** BEGIN Data for this task **
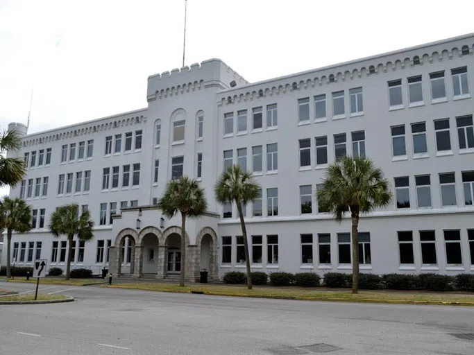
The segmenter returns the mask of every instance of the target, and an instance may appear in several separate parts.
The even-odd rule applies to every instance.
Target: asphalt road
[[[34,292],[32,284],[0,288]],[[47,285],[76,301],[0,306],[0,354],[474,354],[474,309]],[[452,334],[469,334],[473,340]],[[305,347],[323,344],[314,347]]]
** END Data for this task **
** BEGIN Data for this task **
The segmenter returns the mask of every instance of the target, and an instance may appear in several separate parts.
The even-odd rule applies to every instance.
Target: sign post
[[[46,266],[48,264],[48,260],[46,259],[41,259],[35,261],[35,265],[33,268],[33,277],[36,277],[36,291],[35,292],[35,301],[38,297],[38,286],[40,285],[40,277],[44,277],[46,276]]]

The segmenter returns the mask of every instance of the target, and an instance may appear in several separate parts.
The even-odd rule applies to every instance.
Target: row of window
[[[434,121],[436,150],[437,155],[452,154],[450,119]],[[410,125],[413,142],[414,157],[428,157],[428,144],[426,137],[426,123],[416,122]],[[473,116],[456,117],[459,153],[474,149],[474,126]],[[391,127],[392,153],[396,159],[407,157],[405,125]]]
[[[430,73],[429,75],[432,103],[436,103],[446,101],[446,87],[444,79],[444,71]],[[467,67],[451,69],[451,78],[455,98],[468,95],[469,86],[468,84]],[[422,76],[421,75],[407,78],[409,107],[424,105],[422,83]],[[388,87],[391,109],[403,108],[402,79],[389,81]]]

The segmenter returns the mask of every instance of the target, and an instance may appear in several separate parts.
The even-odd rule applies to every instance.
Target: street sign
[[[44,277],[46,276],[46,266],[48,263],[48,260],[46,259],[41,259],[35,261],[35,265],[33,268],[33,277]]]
** END Data for this task **
** BEGIN Data for this task **
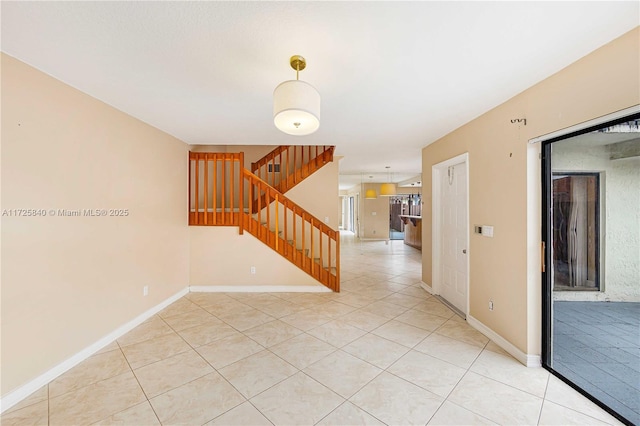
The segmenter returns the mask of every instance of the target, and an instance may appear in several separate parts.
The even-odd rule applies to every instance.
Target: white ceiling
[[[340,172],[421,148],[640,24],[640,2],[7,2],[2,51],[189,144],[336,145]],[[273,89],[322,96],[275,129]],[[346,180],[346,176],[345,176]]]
** END Data for this task **
*Problem requirements*: Return every line of the material above that contains the string "sign". Case counts.

*Written solution*:
Target: sign post
Target: street sign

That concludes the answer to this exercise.